**Given task 1:**
Extract the passage of the divorce article from "What if a compromise" to "the next level.", copying it word for word.

**Page:**
---------------
Compromise In Divorce
Regardless of your role in a divorce - the initiator or the recipient, it will never be a walk in the park. Divorce is difficult and can sometimes be convoluted. And it is certainly painful.
Because divorce is such an emotionally charged experience, actions can be dictated by hurt feelings and decisions can be clouded by the need to assert rights and principles.
Finally finding the voice to stand up for yourself in a marriage where you might have been suppressed and oppressed is truly awesome. However, in a divorce, you may have to strike a balance between wanting to firmly stand your ground and making decisions that will be better for you down the line - even if it means compromising.
To compromise during divorce or not - that is the question. Certainly, there are occasions for both. But in this battleground called divorce, being more flexible in order to survive and thrive in the future might be the best strategy.
Why Compromise in Divorce?
A compromise may sound like giving up on issues you feel strongly about. It may even look like you are condoning unacceptable behavior. However, what is truly important is how you come out at the other end, when the divorce decisions are over, and you go your separate ways.
Making the right decisions on which fights to pick can be difficult. You may have to “lose some battles in order to win the war.”
Ultimately, your goal should be to produce results that are acceptable for both you and your ex spouse, and results that help your own life after divorce go more smoothly. What you end up with may not be what you wanted when you first started out, but it may be the best you can get, all things considered.
What are the consequences of being unyielding and uncompromising?
Added ill feelings with your ex. Even if you parted civilly, taking a hard stance can lead to a downward spiral towards acrimony. When this happens, you may find yourself facing a long uphill battle.
Higher legal fees. Divorce is expensive and an impasse can make it even more so. The sooner you resolve your issues, the sooner you are able to rebuild your life and your finances.
Stress on yourself and your children. This time is trying enough as it is. Being inflexible on an issue or issues that may not be as important in the future can be added stress.
Sun Tzu’s The Art of War offers a brilliant view on managing conflict and purposely influencing events. This can likewise apply to assessing the value of compromise in divorce.
Quoting from Sun Tzu’s masterpiece, he wrote “Build your opponent a golden bridge to retreat across.”
It simply means offering a compromise so that your “opponent” (in this case, your ex spouse) is given an attractive escape route while also allowing you to achieve your goals.
To Compromise Or Not - Important Questions To Ask
It is estimated that 95% of divorces are settled out of court. Although an out of court settlement may be less complicated than litigation, the process still involves a lot of steps.
Some couples may have relatively simple cases that result in reasonable settlements in a shorter amount of time.
However, in complicated cases, it can take months to even years of work by teams of professionals including lawyers, divorce financial advisers, CPAS, and other specialists to come up with a settlement that is acceptable to both parties.
What if a compromise in divorce is not reached? What happens next? Here are questions to carefully ask yourself before taking your battle to the next level.
Do you have all your facts straight? Before taking a stand, be sure that you are not just acting on suspicions. It is important to be armed with cold, hard facts and evidence before embarking on your battle.
---------------
**Data records:**
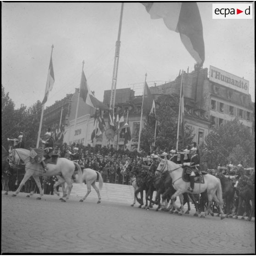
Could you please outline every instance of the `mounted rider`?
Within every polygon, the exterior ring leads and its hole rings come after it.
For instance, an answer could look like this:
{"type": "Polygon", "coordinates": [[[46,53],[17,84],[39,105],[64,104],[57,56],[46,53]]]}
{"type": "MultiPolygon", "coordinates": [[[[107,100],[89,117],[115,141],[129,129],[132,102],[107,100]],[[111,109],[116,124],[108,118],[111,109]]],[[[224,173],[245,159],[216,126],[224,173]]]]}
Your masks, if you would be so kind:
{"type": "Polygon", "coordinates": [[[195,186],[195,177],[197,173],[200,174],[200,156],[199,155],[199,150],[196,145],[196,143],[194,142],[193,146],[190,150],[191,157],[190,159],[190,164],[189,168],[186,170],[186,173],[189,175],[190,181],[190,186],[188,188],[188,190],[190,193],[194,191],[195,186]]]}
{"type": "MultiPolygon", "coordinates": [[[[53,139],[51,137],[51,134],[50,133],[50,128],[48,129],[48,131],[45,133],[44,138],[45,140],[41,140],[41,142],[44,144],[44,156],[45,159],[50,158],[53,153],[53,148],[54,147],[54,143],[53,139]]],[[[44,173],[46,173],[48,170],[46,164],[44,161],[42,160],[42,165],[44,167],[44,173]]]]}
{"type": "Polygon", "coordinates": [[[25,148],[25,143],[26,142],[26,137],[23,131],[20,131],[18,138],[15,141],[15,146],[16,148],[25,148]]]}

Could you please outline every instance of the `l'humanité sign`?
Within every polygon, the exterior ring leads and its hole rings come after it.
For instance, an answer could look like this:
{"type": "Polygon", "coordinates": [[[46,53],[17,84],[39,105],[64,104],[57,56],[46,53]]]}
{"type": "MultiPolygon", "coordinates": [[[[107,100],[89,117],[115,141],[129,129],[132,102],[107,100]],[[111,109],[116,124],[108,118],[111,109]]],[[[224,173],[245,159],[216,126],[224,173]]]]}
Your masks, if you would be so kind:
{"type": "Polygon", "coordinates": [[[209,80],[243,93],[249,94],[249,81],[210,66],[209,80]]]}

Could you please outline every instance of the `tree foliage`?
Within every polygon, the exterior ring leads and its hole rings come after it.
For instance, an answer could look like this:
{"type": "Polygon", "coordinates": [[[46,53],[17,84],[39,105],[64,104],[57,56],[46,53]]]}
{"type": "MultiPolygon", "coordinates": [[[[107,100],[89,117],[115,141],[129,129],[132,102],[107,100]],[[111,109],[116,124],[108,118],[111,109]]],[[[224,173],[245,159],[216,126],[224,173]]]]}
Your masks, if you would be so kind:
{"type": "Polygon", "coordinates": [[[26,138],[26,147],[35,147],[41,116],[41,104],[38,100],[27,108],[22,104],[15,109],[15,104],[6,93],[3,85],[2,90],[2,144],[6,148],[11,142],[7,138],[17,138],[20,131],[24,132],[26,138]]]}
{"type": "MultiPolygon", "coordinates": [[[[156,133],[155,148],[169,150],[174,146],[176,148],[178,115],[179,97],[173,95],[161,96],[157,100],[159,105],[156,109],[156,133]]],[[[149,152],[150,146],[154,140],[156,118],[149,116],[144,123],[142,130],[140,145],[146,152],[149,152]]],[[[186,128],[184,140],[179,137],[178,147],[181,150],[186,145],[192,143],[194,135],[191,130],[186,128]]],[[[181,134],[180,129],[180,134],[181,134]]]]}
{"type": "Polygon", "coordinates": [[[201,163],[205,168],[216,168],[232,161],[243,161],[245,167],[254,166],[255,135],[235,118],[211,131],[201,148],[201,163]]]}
---------------
**Given task 2:**
Pick out every line of the records that contains the string "please", treating case as significant.

**Task solution 1:**
What if a compromise in divorce is not reached? What happens next? Here are questions to carefully ask yourself before taking your battle to the next level.

**Task solution 2:**
Could you please outline every instance of the `mounted rider`?
Could you please outline every instance of the `l'humanité sign`?
Could you please outline every instance of the `tree foliage`?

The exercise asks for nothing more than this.